→ KURZE AUFGABE
Addiere 135 zu jeder Koordinate der Lösungspunkte und gib dabei das Material vollständig wieder, beginnend mit der ersten Zeile und endend nach der Zeile mit "<point>1123,768</point>". Alle übrigen Zahlen bleiben unverändert.

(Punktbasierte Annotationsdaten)
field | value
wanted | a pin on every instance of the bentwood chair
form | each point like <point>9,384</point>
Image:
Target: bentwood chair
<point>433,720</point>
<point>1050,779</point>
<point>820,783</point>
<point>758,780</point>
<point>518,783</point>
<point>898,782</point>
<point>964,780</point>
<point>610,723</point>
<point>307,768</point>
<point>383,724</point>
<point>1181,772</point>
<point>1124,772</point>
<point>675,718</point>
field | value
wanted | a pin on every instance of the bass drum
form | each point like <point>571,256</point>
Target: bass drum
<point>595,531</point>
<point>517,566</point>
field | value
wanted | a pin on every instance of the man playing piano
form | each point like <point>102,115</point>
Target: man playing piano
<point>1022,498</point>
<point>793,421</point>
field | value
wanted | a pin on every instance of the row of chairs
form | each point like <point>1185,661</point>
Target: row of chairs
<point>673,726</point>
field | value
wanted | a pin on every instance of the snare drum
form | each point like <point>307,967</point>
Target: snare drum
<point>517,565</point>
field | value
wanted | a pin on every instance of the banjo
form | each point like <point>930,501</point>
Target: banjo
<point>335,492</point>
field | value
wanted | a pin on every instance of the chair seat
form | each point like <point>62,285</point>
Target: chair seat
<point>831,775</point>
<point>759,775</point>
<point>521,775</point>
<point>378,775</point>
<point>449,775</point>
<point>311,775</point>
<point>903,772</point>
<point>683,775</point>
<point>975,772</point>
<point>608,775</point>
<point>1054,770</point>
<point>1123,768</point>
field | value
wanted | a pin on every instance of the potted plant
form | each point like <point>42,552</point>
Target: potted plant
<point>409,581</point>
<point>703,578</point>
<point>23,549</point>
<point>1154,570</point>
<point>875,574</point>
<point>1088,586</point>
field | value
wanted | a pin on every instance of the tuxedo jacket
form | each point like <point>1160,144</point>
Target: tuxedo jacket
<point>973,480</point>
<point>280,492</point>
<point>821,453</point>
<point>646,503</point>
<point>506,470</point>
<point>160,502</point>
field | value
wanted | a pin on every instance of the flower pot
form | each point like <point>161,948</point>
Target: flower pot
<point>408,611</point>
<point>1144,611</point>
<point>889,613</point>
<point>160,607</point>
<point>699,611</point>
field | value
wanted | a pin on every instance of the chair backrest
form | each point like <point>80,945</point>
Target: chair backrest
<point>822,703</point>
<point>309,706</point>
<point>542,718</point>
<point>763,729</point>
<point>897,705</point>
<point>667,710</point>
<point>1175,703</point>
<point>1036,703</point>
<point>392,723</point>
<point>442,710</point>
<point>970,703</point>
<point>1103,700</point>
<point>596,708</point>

→ FERTIGE LÖSUNG
field | value
wanted | a pin on every instance of the bentwood chair
form | each point like <point>9,384</point>
Image:
Target: bentwood chair
<point>568,855</point>
<point>1185,914</point>
<point>955,918</point>
<point>893,915</point>
<point>653,918</point>
<point>1033,917</point>
<point>1099,915</point>
<point>745,858</point>
<point>442,903</point>
<point>518,859</point>
<point>1316,907</point>
<point>1259,907</point>
<point>810,853</point>
field | value
wanted | a pin on every instance of the bass drum
form | each point like <point>571,256</point>
Target: bass drum
<point>730,666</point>
<point>652,701</point>
field | value
wanted | a pin on every instance of the man playing piano
form | each point like <point>102,115</point>
Target: man playing piano
<point>1157,633</point>
<point>928,556</point>
field | value
wanted | a pin on every instance of the row of chairs
form | each point like <point>1185,661</point>
Target: row of chairs
<point>808,861</point>
field | value
wanted | a pin on every instance of the snare drum
form | each point like <point>307,967</point>
Target: snare drum
<point>652,700</point>
field | value
wanted | a pin on every instance of the banjo
form | each point like <point>930,501</point>
Target: banjo
<point>470,627</point>
field | value
wanted | a pin on every instance of the chair seat
form | each point like <point>62,285</point>
Target: chair seat
<point>966,910</point>
<point>894,910</point>
<point>656,910</point>
<point>513,910</point>
<point>584,910</point>
<point>446,910</point>
<point>1038,907</point>
<point>818,910</point>
<point>1110,907</point>
<point>743,910</point>
<point>1189,905</point>
<point>1258,903</point>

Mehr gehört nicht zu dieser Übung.